• [TRECHO DO DOCUMENTO]

São impressionantes as imagens do resgate de uma moça da lama que tomou o vilarejo próximo a Brumadinho, em Minas Gerais, no começo da tarde dessa sexta-feira. Três homens lutam para conseguir suspender seu corpo que parece nu e desfeito em abandono. Ela, sofrida, mal consegue se manter viva. A perna deve estar quebrada violentamente. É dramático. Não tenho outros dados, mas estou certa que deve ter mais gente soterrada. A área é imensa, a lama pesa e é muito densa. Essa lama nos atinge, mesmo eu aqui no 17o andar, no Recife. 

 
Vivemos juntos uma imensa tragédia real e simbólica. Uma barragem de uma empresa da iniciativa privada, uma instituição que era nossa, que rompe. A segunda que rompe em menos de três anos. O meio ambiente devastado e muita gente morta. Pessoas mortas pela tragédia e mortas depois pelo descaso com suas famílias sem indenização, sem atenção, sem nada. O desastre ambiental, as casas, o plantio e as esperanças soterradas. 
 
Antes dessa lama, geral e irrestrita, choramos pelo museu. E choramos antes também e agora e também depois. O museu, nosso museu, e a história do Brasil?  E o presidente? A família toda queimada e atolada em denúncias de envolvimento com milicianos – assassinos de aluguel. O presidente, a mulher do presidente, os filhos do presidente, os ministros, os amigos do presidente, o cachorro e o papagaio do presidente, todos corruptos, violentos e imorais. Na cara dura, dizem, desdizem, mentem e tripudiam da população de um país adoecido e em profundo sofrimento. E fazem isso sem receio, sem vergonha, sem medo, porque as armas estão em casa, no carro, na cintura e na mão.

• [Entradas armazenadas]
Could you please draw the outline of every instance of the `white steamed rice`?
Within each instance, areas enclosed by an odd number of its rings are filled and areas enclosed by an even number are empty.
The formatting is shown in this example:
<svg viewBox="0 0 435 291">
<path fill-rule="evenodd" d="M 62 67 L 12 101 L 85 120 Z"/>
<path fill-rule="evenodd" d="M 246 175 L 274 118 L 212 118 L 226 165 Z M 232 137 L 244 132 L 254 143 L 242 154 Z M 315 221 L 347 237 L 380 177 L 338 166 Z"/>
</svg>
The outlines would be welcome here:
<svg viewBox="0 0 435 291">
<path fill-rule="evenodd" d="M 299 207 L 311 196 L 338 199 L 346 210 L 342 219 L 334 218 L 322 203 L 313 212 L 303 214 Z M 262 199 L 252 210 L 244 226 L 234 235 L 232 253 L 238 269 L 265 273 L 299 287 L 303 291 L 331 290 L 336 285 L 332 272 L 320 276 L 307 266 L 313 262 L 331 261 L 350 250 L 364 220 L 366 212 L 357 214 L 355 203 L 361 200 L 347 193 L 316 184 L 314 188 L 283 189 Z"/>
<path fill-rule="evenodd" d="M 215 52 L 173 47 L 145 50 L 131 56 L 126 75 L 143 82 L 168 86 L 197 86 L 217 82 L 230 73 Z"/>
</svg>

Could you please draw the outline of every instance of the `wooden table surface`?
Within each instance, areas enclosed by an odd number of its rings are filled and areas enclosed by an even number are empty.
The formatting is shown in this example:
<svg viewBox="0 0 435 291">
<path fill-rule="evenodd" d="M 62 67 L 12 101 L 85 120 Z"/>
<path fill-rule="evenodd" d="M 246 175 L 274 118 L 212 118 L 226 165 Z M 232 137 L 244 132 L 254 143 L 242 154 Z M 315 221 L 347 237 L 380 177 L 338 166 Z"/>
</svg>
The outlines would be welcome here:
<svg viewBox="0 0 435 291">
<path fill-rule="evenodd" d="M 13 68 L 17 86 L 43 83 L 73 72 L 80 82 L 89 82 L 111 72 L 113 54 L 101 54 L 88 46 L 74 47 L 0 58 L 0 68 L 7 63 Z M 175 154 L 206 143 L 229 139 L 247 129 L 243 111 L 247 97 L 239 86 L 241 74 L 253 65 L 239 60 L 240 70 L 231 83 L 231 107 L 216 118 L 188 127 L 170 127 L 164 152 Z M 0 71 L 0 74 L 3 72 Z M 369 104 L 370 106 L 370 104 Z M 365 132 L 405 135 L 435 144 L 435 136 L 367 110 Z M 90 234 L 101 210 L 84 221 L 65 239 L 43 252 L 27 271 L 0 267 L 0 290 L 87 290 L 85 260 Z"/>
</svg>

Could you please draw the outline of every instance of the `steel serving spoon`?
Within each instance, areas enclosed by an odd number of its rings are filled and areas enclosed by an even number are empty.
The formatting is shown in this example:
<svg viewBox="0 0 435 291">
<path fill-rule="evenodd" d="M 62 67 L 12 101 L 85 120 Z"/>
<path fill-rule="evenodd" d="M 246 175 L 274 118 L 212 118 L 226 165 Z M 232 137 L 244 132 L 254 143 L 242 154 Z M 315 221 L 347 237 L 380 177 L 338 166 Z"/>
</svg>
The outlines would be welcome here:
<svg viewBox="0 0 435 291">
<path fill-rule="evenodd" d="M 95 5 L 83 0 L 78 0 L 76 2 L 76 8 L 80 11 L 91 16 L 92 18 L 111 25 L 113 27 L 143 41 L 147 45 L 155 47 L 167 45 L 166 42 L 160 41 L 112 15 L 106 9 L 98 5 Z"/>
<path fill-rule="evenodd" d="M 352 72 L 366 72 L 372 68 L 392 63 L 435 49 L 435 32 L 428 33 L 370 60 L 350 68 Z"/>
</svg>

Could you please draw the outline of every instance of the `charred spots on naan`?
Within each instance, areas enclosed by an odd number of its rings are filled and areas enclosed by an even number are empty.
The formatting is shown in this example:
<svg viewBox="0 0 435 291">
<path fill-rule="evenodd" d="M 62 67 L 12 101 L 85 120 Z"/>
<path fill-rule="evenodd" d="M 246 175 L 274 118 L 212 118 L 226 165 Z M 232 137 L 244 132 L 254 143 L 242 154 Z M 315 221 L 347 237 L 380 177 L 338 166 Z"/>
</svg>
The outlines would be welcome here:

• [OBJETIVO DO EXERCÍCIO] Escreva a continuação do texto sobre a tragédia de Brumadinho, começando logo após a última frase apresentada.

• [A RESPOSTA]
 
E minha prima e sua tia e seu pai não entendem ou não querem entender que é tudo uma grande armação e falamos sem parar para essa gente que não quer ouvir debaixo desse sol insano e ainda há quem diga que é natural 55 graus à sombra, pois é tudo bobagem esse negócio de clima. É invenção e bobagem esse negócio de mudança climática e também o calor é ilusório e também a lama, também a lama. E Jean Wyllys? E Marielle, nunca mais? E Anderson? E o menino de mochila a caminho da escola? E o que a gente faz? O que é que a gente faz? É a lama, é a lama, casa de praia, férias, carnaval chegando, é a lama, é a lama, é a lama. Bolsa de colostomia é a lama, é a lama. Minha prima, seu Zé, dona Maria, pela amor de Deus, acordem, é a lama, é a lama…
 
Fabianna Pepeu é jornalista.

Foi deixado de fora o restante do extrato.